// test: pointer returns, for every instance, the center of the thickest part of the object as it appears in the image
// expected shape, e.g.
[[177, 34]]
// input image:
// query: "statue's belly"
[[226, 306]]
# # #
## BRIEF
Copy the data above. Keep each line exact.

## RESPONSE
// test: pointer returns, for every instance, the center of the thickest part of the object as it appears in the image
// expected shape, e.g.
[[177, 34]]
// input image:
// query: "statue's belly"
[[226, 306]]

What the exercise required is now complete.